··· Trecho selecionado

A matéria tem presente que as eleições presidenciais são para 2022.
PARABÉNS!!! ao Estadão e  autores do artigo.]
A matéria é uma das poucas, raras mesmo - há algumas, mas o número é mínimo - sugere manter vivo os eleique não esquece que as eleições são para 2022 

O impacto da covid-19 em nossos hospitais será tremendo. O Brasil já não tem capacidade hospitalar suficiente para atender o quadro sanitário existente. Persistem em nosso território os desertos sanitários: são ao todo cento e vinte três regiões sanitárias sem nenhum leito em UTI. O aumento de demanda por leitos ocasionado pelo coronavírus agrava essa situação e exigirá um aumento significativo da produção hospitalar. O Instituto de Estudos de Políticas de Saúde (IEPS) estima que cada um por cento de população infectada corresponderá a um bilhão de reais de gastos em hospitalizações adicionais em unidades de tratamento intensivo. Com a declaração do estado de calamidade, o Tesouro está livre para fazer este investimento, sem dúvida de alto retorno social e humanitário.

Existem outras e rápidas medidas que podem contribuir para limitar os danos da pandemia. No topo da lista está o distanciamento social. Evidências demonstram que tal medida é capaz de achatar a curva de contágio da epidemia, o que minimizaria o número de casos graves desatendidos.

No entanto, é ilusório acreditar que o terço mais pobre do Brasil, composto de pessoas que ganham menos de meio salário mínimo, deixará de circular nas cidades só com decretos impositivos, toques de recolher e outras medidas de vigilância. É necessário garantir um mínimo de assistência para compensar a extraordinária perda de renda causada pelo distanciamento social. E é necessário fazer isso já. O governo federal tem as condições de injetar recursos na economia ainda nesta semana, diretamente a mais de setenta milhões de brasileiros. O Brasil dispõe de uma base de dados organizada com informações que identificam esses indivíduos – o Cadastro Único, que lista beneficiários de todos os programas sociais focados nas famílias de baixa renda. Ao abarcar os indivíduos listados no Cadastro Único, sem necessidade de triagem adicional, o governo federal poderá evitar importantes custos e demoras de implementação.

······

Enunciado do exercício:
Dê continuidade ao texto sobre os efeitos da covid-19 nos hospitais e a ajuda aos mais pobres, começando logo após a última frase apresentada.

··· Conteúdo da listagem

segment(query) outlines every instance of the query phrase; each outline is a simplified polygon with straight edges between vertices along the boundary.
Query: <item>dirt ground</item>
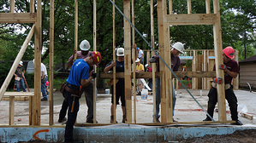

······

Resultado a seguir:
Essas medidas de apoio socioeconômico contribuirão imediatamente ao controle do contágio. Mas elas não são suficientes: é fundamental que sejam complementadas com esforços na triagem e organização do atendimento hospitalar. Nesse sentido o SUS é fundamental, com sua rede de Atenção Básica resolutiva, cuja responsabilidade compete aos municípios. No momento, existe grande disparidade na capacidade de resposta por parte das prefeituras.

É fundamental que elas comecem a trabalhar de maneira coordenada, cumprindo um mínimo de repertório de ações. O IEPS preparou um check list de enfrentamento à covid-19 direcionado aos municípios, prevendo ações de rápida implementação em quatro dimensões essenciais. 
O protocolo indica como as prefeituras podem orientar suas ações a partir dos dados e evidências existentes; 
adaptar a organização dos serviços de saúde; 
fortalecer a prevenção através da comunicação com a população; e, 
por fim, reformular estratégias de gestão instaurando uma cadeia de comando e controle eficiente durante o período de crise. 
Não há tempo a perder: 
se quisermos evitar o total colapso do sistema hospitalar do país dentro de um mês, é necessário que governo federal e as prefeituras implementem essas ações esta semana.

O Estado de S.Paulo/Saúde - Armínio Fraga, Miguel Lago e Rudi Rocha,  Presidente do Conselho e diretores do Instituto de Estudos para Políticas de Saúde.